[START OF Extracted records]

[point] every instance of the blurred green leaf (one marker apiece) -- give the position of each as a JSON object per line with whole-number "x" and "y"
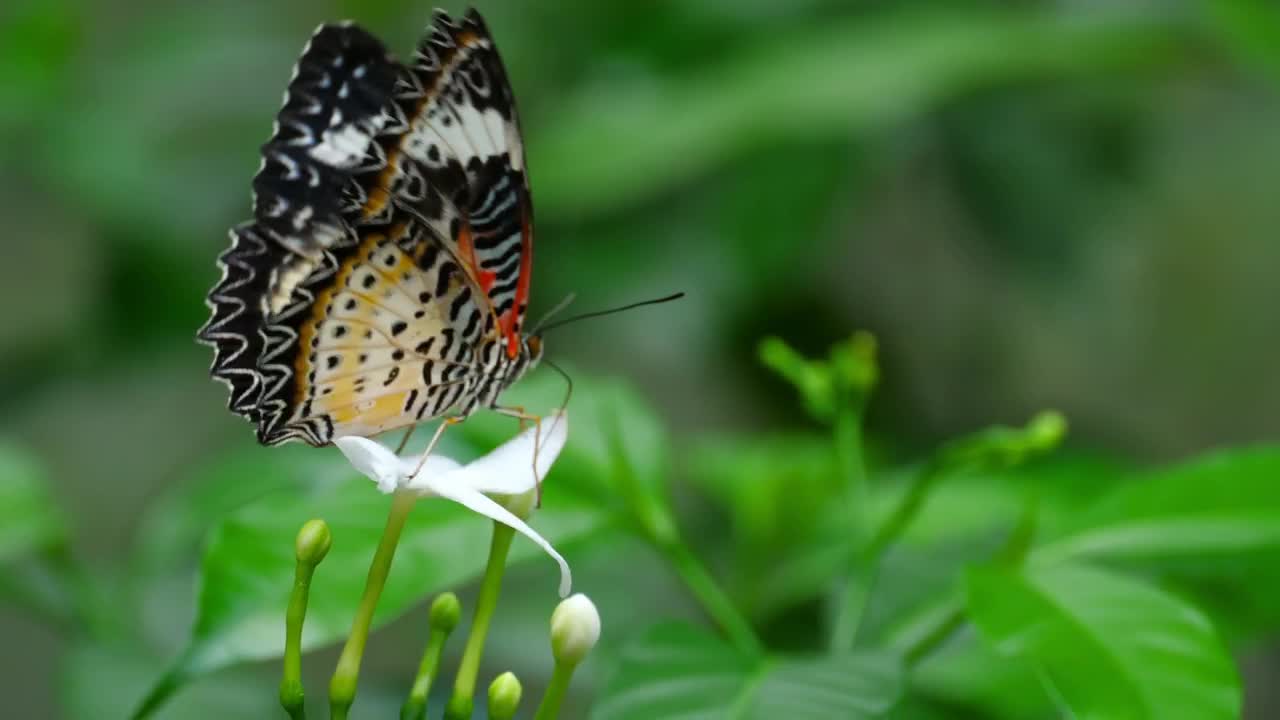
{"x": 35, "y": 569}
{"x": 37, "y": 41}
{"x": 680, "y": 670}
{"x": 248, "y": 564}
{"x": 819, "y": 82}
{"x": 30, "y": 520}
{"x": 1251, "y": 30}
{"x": 1106, "y": 645}
{"x": 1217, "y": 515}
{"x": 617, "y": 450}
{"x": 828, "y": 386}
{"x": 968, "y": 673}
{"x": 104, "y": 680}
{"x": 178, "y": 520}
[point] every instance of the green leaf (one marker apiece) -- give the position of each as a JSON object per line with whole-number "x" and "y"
{"x": 1107, "y": 646}
{"x": 1251, "y": 30}
{"x": 35, "y": 569}
{"x": 617, "y": 449}
{"x": 680, "y": 670}
{"x": 1215, "y": 516}
{"x": 104, "y": 680}
{"x": 877, "y": 71}
{"x": 30, "y": 520}
{"x": 178, "y": 520}
{"x": 248, "y": 564}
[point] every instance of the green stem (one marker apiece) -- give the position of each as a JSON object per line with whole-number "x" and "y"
{"x": 933, "y": 637}
{"x": 862, "y": 579}
{"x": 291, "y": 683}
{"x": 556, "y": 691}
{"x": 848, "y": 434}
{"x": 713, "y": 600}
{"x": 465, "y": 684}
{"x": 415, "y": 706}
{"x": 342, "y": 687}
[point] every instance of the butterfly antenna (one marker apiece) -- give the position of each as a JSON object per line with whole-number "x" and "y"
{"x": 612, "y": 310}
{"x": 552, "y": 313}
{"x": 568, "y": 383}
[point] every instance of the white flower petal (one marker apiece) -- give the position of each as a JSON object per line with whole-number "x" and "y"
{"x": 476, "y": 501}
{"x": 383, "y": 466}
{"x": 508, "y": 469}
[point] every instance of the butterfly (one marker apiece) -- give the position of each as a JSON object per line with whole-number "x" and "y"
{"x": 384, "y": 276}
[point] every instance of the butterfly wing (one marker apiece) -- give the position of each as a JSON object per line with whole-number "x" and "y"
{"x": 456, "y": 160}
{"x": 384, "y": 310}
{"x": 333, "y": 108}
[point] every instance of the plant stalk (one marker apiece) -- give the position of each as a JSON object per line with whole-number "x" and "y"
{"x": 342, "y": 687}
{"x": 556, "y": 691}
{"x": 465, "y": 684}
{"x": 713, "y": 600}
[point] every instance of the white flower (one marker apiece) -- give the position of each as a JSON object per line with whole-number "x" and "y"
{"x": 507, "y": 470}
{"x": 575, "y": 629}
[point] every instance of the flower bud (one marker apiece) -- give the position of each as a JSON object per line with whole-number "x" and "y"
{"x": 504, "y": 697}
{"x": 314, "y": 541}
{"x": 575, "y": 629}
{"x": 446, "y": 613}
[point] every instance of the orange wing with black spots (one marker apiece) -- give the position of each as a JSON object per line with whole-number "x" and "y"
{"x": 455, "y": 159}
{"x": 385, "y": 274}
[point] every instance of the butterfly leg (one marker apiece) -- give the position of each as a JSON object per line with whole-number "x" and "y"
{"x": 435, "y": 438}
{"x": 520, "y": 414}
{"x": 408, "y": 433}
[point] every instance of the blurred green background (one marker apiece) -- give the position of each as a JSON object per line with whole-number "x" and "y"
{"x": 1061, "y": 203}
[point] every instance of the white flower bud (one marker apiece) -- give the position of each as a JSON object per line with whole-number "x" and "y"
{"x": 575, "y": 629}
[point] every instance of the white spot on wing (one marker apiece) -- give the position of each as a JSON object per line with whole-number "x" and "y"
{"x": 342, "y": 147}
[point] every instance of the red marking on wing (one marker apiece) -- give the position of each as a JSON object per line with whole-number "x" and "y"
{"x": 510, "y": 320}
{"x": 467, "y": 254}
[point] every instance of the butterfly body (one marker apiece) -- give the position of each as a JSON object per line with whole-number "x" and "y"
{"x": 384, "y": 277}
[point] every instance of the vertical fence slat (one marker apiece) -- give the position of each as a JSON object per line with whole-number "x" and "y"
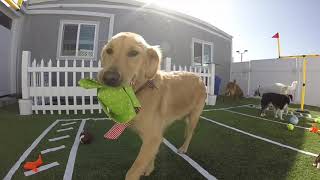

[END OF Extracted records]

### Objective
Select each line in the listing above that contains the string "wing". Matching is case-sensitive.

### Written answer
[point] every instance of the butterfly wing (one marker apiece) -- give the position of each as a JSON object per line with whole-number "x" and "y"
[point] every instance of the orange wing with black spots (one marker apiece) -- give the position of each as a JSON object per line with whole-number "x" and "y"
[point] every instance of the white spot on wing (one marker apiece) -- give the position of each as a JSON object per line with whole-number "x" and "y"
[point] every instance of the red marking on wing (one marker apiece) -- give the position of each as a JSON object per line with whole-number "x" and "y"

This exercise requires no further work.